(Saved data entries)
--------------------------------------------------

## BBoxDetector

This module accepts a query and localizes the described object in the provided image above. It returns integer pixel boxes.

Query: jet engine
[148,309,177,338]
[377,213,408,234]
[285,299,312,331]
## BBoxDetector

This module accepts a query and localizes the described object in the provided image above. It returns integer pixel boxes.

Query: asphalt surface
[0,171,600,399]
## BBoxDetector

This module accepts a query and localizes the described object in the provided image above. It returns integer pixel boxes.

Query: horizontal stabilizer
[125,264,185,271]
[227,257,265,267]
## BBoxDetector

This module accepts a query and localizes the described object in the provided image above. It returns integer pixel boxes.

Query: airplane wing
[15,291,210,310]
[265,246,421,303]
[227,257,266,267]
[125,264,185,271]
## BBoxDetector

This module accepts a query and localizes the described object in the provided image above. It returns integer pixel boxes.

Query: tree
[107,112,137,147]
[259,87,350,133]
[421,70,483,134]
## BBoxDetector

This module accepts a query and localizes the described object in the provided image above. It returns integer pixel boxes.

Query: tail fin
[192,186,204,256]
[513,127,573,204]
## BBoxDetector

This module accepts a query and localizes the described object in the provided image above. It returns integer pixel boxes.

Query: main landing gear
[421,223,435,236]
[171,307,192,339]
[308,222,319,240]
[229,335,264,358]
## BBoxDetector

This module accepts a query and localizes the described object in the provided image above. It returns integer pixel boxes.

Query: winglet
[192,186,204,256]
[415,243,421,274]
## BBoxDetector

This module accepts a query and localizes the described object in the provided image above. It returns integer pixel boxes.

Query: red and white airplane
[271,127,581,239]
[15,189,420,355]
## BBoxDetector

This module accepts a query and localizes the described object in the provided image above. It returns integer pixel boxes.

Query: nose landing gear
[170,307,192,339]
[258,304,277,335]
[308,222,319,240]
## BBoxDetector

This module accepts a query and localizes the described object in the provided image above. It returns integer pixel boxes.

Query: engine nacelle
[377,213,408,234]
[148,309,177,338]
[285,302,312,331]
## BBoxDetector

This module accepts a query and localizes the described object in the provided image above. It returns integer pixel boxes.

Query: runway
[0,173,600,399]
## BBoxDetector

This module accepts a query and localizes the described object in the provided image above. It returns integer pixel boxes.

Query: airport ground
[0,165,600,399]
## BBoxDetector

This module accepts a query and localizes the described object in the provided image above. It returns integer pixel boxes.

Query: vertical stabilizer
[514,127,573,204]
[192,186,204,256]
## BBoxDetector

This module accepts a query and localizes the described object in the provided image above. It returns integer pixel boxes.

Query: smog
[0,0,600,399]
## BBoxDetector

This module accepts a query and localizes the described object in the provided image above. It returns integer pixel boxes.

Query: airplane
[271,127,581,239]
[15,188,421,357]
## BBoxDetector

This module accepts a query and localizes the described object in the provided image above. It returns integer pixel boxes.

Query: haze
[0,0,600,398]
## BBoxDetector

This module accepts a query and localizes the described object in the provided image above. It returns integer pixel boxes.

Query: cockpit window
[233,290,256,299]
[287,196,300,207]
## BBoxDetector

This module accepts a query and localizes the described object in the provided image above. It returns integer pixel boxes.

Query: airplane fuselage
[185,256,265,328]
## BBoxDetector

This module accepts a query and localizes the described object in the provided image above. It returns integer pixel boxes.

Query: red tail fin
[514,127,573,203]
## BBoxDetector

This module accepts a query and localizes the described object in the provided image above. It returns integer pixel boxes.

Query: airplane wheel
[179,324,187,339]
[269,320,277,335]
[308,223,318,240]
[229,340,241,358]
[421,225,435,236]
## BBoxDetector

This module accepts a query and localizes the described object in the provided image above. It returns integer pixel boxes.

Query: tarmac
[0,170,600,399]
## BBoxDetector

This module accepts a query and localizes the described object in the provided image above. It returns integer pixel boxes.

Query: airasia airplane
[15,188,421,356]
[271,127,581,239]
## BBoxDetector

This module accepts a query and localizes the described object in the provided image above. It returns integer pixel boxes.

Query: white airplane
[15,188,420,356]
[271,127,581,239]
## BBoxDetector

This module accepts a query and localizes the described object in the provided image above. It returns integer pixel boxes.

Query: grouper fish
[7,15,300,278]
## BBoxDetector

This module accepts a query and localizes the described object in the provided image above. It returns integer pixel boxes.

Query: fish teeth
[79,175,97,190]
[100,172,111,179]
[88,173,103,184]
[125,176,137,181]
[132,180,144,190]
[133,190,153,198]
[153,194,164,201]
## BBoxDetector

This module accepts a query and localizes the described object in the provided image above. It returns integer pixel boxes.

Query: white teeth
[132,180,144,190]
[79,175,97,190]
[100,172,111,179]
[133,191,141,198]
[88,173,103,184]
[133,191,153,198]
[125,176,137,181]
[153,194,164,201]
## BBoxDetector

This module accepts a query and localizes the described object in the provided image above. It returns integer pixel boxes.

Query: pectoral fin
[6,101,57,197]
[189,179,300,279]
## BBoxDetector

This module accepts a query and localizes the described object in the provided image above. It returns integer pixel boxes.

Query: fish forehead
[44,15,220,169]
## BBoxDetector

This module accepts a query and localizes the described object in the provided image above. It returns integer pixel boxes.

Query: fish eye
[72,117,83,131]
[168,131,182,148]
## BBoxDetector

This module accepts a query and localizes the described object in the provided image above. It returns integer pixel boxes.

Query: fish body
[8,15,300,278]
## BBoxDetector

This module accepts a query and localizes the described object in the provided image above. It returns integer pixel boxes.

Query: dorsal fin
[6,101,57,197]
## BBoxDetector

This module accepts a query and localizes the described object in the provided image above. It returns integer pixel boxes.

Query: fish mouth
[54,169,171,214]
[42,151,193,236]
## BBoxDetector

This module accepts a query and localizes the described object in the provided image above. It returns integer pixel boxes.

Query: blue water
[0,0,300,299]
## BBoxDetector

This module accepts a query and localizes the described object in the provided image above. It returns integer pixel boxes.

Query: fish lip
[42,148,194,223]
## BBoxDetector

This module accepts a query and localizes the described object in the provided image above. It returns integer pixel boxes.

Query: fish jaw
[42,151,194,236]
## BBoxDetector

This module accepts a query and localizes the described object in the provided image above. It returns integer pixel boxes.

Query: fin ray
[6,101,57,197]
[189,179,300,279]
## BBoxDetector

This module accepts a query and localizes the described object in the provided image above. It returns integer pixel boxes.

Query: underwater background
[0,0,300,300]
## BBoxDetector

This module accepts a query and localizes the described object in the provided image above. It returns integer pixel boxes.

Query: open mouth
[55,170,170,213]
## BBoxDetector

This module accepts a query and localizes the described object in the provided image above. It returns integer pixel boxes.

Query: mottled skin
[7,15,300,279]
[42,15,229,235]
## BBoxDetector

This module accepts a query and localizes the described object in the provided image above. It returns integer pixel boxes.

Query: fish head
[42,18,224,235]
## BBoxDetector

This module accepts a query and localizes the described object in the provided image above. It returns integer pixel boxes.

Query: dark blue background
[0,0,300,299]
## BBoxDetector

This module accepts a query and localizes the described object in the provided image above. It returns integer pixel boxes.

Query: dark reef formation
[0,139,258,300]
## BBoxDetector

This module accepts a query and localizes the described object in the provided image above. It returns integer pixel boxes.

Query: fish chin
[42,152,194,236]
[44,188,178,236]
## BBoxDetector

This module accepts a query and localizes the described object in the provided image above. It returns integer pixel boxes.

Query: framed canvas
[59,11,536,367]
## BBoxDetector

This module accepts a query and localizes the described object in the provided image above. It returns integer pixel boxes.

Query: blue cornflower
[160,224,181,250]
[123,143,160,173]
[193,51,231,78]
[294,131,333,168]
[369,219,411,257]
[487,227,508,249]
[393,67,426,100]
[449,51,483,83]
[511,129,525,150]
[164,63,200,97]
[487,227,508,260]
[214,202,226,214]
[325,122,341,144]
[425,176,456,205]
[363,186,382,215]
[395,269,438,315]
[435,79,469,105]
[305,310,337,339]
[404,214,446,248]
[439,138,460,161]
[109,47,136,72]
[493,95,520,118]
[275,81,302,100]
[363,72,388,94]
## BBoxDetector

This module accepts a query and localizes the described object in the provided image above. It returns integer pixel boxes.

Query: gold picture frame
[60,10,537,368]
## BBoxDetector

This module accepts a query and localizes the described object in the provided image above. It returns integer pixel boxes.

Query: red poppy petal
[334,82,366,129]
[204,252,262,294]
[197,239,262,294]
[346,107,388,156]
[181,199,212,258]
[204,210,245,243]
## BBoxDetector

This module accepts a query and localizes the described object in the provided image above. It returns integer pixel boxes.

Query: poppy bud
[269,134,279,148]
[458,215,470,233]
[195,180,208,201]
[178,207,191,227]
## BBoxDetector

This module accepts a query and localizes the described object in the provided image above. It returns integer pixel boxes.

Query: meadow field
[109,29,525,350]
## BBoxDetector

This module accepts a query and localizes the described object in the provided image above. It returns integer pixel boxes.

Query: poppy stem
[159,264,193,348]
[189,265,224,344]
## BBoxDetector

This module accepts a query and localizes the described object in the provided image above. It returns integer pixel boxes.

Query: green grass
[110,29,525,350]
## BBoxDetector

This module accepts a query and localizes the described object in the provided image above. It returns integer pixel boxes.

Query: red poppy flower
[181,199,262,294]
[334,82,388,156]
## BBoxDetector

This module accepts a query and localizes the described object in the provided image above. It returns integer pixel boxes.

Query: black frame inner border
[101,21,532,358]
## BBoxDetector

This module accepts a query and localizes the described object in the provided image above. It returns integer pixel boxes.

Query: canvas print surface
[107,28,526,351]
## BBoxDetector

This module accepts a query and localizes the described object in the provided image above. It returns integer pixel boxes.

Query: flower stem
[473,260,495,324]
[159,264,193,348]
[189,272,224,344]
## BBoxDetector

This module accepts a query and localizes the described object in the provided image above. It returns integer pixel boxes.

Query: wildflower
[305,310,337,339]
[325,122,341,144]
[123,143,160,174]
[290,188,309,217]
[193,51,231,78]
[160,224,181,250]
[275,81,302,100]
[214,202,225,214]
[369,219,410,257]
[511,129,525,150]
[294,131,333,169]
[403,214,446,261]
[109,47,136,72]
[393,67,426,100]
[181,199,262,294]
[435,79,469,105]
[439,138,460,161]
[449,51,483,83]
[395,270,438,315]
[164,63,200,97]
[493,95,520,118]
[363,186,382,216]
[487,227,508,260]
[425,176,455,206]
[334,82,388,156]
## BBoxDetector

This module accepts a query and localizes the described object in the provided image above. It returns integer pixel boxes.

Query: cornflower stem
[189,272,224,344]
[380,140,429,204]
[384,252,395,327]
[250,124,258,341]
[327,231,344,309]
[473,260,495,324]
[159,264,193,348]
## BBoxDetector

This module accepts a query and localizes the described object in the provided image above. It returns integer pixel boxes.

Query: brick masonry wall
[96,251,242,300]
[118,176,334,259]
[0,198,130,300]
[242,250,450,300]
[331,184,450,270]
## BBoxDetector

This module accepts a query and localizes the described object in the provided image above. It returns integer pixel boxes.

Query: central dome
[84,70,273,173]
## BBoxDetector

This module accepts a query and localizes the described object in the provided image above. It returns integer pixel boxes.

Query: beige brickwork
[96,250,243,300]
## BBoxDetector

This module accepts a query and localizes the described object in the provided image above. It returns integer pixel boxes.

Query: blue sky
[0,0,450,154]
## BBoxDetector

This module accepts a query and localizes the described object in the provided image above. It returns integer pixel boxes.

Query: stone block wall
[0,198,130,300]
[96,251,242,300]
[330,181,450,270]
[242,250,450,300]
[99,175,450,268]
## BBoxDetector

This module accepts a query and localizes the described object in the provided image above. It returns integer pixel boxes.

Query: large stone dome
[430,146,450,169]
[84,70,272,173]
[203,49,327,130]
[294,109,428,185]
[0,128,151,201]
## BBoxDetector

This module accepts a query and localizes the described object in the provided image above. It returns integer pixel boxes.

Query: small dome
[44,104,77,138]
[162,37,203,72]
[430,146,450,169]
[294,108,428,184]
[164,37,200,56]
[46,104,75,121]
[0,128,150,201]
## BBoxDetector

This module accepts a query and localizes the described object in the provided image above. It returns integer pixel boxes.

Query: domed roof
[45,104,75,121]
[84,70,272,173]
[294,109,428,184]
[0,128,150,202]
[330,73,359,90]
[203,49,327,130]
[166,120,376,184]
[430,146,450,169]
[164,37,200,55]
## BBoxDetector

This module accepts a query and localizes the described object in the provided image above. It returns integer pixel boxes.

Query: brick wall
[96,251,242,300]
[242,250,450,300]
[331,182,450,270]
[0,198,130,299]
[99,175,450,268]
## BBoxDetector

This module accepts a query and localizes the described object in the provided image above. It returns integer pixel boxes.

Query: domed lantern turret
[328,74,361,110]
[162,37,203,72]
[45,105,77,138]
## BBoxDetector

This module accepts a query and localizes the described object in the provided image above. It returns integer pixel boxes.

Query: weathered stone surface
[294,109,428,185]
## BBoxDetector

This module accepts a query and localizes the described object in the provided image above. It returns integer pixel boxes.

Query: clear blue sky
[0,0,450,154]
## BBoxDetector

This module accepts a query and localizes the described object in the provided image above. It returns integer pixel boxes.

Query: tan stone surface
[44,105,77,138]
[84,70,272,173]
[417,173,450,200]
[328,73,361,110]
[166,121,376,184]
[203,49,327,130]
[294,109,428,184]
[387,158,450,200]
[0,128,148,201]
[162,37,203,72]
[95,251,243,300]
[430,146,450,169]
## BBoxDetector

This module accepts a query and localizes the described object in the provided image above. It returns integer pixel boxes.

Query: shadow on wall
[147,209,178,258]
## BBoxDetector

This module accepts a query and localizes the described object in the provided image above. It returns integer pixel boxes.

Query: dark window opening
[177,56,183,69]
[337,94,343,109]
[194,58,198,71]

--------------------------------------------------

What this task involves >>
Reproduce the rows as a numbered list, beginning with the first line and ending with the line that contains "[0,171,600,399]", and omit all blank lines.

Problem solution >>
1. ## BBoxDetector
2. This module accepts a query and localizes the described object in the provided image above. It returns integer pixel boxes.
3. Query: jet engine
4. [148,309,177,338]
5. [377,213,408,234]
6. [285,299,312,331]
7. ## BBoxDetector
8. This module accepts a query and localizes the described object in the provided image above. It returns integer pixel boxes.
9. Query: asphalt surface
10. [0,171,600,399]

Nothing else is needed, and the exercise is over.